## Document segment
Generative Adversarial Networks#
Summary#
Introduction and basic example
Deep Convolutional GANs
The GAN ecosystem
Introduction and basic example#
GAN in a nutshell#
First described in Generative Adversarial Nets by Goodfellow et al. (2014).
Simultaneously train two models:
One tries to generate realistic data.
The other tries to discriminate between real and generated data.
Each model is trained to best the other.
Training process#
Multiple iterations, each consisting of:
Phase 1
The generator creates images from random noise (typically a Gaussian distribution).
Generated images are mixed with real ones.
The discriminator is trained to distinguish fake vs. real images.
Phase 2
Another batch of images is produced by the generator.
The generator is trained so that the discriminator classifies these generated images as real.
Example: generating fashion images with a simple GAN#
(Heavily inspired by Chapter 17 of Hands-On Machine Learning by Aurélien Géron)
Environment setup#
import platform
print(f"Python version: {platform.python_version()}")
assert platform.python_version_tuple() >= ("3", "6")
import numpy as np
import matplotlib
import matplotlib.pyplot as plt
Python version: 3.7.5
# Setup plots
%matplotlib inline
plt.rcParams["figure.figsize"] = 10, 8
%config InlineBackend.figure_format = 'retina'
import tensorflow as tf
print(f"TensorFlow version: {tf.__version__}")
print(f"Keras version: {tf.keras.__version__}")
from tensorflow.keras import Model
from tensorflow.keras.models import Sequential
from tensorflow.keras.layers import (
Dense,
Flatten,
Reshape,
BatchNormalization,
Conv2D,
Conv2DTranspose,
LeakyReLU,
Dropout
)
from tensorflow.keras.datasets import fashion_mnist
TensorFlow version: 2.3.1
Keras version: 2.4.0
Data loading#
# Load training inputs from the Fashion-MNIST dataset
(train_images, _), (_, _) = fashion_mnist.load_data()
# Change pixel values from (0, 255) to (0, 1)
x_train = train_images.astype("float32") / 255
print(f"x_train: {x_train.shape}")
x_train: (60000, 28, 28)
Show code cell source
def plot_multiple_images(images, n_cols=None):
n_cols = n_cols or len(images)
n_rows = (len(images) - 1) // n_cols + 1
if images.shape[-1] == 1:
images = np.squeeze(images, axis=-1)
plt.figure(figsize=(n_cols * 1.5, n_rows * 1.5))
for index, image in enumerate(images):
plt.subplot(n_rows, n_cols, index + 1)
plt.imshow(image, cmap="binary")
plt.axis("off")
Model definition#
# Input dimensionality for generator
codings_size = 30
generator = Sequential(
[
Dense(100, activation="selu", input_shape=(codings_size,)),
Dense(150, activation="selu"),
Dense(28 * 28, activation="sigmoid"),
Reshape((28, 28)),
],
name="generator"
)
discriminator = Sequential(
[
Flatten(input_shape=(28, 28)),
Dense(150, activation="selu"),
Dense(100, activation="selu"),
Dense(1, activation="sigmoid"),
],
name="discriminator"
)
gan = Sequential([generator, discriminator])
# Print GAN model summary
gan.summary()
Model: "sequential"

## What you should do
Write out, word for word, the section of the GAN tutorial that runs from "The generator is" to "by Aurélien Géron)". The data has no part in this work.

## Data section
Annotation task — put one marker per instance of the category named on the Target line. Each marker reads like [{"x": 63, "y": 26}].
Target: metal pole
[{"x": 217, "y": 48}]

## Result below
The generator is trained so that the discriminator classifies these generated images as real.
Example: generating fashion images with a simple GAN#
(Heavily inspired by Chapter 17 of Hands-On Machine Learning by Aurélien Géron)